Description of the task -> Reproduce the portion of the listing that begins with the line containing "Query: window glare" and runs through the end of the listing, substituting "example" for "sample" and leaving all else unchanged.

Exercise materials ->
>>>>

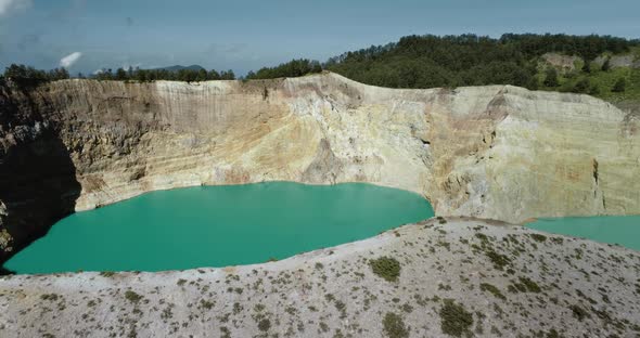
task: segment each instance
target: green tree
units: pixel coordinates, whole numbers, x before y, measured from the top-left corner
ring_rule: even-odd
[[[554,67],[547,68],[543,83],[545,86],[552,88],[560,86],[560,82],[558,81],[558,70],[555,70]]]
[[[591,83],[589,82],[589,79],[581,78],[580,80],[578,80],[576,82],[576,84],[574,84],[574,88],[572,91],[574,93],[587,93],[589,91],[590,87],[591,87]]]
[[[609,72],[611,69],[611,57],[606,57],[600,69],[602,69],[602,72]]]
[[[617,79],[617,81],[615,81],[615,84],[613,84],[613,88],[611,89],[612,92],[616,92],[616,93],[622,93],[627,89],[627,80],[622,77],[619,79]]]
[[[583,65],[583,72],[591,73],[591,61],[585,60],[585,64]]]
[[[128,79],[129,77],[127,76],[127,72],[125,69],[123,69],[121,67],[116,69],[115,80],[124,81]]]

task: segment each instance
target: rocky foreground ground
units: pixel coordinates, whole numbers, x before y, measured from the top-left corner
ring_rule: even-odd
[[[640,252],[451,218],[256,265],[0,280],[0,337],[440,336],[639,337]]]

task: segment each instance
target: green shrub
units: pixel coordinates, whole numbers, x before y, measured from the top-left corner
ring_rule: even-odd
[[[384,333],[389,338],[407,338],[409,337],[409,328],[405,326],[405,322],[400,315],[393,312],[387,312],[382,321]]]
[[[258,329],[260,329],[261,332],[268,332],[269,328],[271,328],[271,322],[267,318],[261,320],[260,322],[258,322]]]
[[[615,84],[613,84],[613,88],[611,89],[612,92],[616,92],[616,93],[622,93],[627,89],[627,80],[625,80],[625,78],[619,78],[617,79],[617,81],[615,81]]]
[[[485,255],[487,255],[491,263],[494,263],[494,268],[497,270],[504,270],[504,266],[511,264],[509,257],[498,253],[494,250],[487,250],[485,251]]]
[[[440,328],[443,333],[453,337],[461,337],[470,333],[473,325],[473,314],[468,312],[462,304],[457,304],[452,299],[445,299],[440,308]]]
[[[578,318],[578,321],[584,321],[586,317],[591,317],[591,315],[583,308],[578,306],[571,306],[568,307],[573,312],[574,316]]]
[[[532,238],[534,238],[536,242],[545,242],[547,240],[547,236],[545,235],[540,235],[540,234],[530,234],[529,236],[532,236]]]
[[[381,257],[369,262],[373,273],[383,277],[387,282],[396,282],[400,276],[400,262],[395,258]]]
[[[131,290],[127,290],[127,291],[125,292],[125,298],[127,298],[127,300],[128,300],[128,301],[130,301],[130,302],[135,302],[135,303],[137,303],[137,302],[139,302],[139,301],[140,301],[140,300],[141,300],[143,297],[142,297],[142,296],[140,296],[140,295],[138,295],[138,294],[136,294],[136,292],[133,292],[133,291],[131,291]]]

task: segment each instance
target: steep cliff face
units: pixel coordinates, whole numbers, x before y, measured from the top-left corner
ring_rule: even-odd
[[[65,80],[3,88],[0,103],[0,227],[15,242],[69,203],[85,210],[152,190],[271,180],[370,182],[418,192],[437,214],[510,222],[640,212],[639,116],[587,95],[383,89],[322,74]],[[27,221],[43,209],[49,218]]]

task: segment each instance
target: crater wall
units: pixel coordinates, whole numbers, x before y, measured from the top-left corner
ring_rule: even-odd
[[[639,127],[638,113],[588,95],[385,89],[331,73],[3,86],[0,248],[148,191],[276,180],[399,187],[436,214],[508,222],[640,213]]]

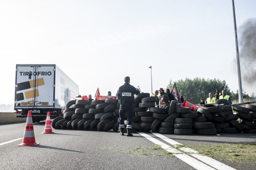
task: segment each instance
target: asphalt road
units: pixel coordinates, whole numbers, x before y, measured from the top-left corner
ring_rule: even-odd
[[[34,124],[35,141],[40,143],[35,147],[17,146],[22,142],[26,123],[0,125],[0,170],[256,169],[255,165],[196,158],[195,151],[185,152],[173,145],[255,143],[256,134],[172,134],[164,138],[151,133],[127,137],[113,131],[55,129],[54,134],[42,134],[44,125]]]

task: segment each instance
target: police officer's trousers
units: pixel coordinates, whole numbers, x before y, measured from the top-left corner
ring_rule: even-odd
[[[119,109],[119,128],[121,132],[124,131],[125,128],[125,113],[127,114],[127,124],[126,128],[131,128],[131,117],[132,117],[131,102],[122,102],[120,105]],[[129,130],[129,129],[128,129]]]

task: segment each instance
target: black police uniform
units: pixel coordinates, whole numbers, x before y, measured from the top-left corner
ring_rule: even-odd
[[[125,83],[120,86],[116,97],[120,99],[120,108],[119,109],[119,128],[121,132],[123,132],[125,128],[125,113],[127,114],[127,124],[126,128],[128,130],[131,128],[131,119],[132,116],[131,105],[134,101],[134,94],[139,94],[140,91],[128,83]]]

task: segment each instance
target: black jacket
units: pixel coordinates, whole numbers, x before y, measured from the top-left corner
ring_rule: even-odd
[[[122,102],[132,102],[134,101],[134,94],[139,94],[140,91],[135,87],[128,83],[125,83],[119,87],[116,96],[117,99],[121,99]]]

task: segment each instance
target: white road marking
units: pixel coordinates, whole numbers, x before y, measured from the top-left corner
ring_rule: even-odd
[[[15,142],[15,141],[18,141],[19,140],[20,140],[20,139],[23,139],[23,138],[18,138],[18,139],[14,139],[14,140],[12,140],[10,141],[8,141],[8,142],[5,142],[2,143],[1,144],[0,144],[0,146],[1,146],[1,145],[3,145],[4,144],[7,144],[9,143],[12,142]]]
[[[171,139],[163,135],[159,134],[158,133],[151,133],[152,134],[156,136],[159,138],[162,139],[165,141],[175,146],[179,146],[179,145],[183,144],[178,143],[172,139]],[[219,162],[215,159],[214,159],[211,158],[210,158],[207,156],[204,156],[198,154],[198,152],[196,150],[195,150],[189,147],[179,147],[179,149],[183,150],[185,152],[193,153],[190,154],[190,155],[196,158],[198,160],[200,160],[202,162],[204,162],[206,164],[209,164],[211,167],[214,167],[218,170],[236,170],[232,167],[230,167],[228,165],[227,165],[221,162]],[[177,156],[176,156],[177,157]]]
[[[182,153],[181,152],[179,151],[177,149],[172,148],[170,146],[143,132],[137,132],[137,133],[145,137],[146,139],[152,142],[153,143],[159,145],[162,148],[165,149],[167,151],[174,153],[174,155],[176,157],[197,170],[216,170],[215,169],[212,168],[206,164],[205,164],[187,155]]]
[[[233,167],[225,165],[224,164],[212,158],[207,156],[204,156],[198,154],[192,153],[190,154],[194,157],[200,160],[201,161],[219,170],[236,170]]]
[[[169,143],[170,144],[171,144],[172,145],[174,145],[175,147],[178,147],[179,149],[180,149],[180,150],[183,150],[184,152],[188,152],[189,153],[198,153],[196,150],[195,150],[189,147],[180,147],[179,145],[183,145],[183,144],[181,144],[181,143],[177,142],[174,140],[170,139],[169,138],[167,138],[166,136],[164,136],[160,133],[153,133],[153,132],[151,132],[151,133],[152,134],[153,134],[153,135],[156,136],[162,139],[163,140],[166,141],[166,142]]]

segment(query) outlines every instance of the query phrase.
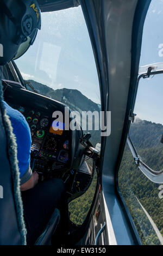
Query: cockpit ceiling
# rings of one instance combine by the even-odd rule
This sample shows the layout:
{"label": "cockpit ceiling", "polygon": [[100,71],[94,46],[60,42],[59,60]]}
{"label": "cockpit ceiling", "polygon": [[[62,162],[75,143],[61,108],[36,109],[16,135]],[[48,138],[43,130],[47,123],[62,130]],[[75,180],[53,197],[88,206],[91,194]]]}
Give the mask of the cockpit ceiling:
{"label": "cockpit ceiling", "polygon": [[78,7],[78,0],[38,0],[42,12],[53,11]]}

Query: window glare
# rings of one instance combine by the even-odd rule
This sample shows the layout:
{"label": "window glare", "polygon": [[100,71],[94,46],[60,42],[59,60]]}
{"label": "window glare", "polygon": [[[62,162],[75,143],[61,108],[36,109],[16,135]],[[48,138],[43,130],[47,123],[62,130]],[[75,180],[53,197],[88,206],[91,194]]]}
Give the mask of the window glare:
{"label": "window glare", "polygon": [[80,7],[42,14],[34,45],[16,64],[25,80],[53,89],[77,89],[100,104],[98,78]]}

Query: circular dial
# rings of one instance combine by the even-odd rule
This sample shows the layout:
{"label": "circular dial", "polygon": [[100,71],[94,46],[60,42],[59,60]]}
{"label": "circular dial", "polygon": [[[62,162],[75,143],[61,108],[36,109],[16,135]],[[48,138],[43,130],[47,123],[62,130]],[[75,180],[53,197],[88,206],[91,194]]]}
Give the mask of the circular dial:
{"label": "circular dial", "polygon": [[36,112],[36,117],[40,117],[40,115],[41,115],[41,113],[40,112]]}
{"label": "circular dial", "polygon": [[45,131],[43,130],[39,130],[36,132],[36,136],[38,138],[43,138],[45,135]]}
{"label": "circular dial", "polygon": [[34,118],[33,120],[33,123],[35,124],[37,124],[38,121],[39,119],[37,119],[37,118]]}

<<<<

The solution ->
Query: window glare
# rings of one instance combine by the even-odd rule
This example shows the layout:
{"label": "window glare", "polygon": [[100,71],[94,46],[60,42],[59,60]]}
{"label": "window glare", "polygon": [[[62,162],[75,143],[61,108],[36,109],[16,135]],[[48,138],[43,130],[47,123],[62,130]],[[75,180],[53,197],[88,206],[91,194]]]}
Give the mask of the window glare:
{"label": "window glare", "polygon": [[80,7],[42,14],[34,45],[16,64],[25,80],[53,89],[77,89],[100,104],[98,78]]}

Query: circular dial
# rings of one instance combine by the even-odd rule
This example shows the layout:
{"label": "circular dial", "polygon": [[100,71],[94,46],[60,42],[59,60]]}
{"label": "circular dial", "polygon": [[[62,162],[75,143],[61,108],[36,109],[16,135]],[[48,138],[43,130],[47,123],[62,130]],[[75,180],[53,197],[88,206],[91,194]]]}
Give the mask of the circular dial:
{"label": "circular dial", "polygon": [[36,112],[36,117],[40,117],[40,115],[41,115],[41,113],[40,112]]}
{"label": "circular dial", "polygon": [[45,131],[43,130],[39,130],[36,132],[36,136],[38,138],[43,138],[45,135]]}
{"label": "circular dial", "polygon": [[34,118],[33,120],[33,123],[35,124],[37,124],[38,121],[39,119],[37,119],[37,118]]}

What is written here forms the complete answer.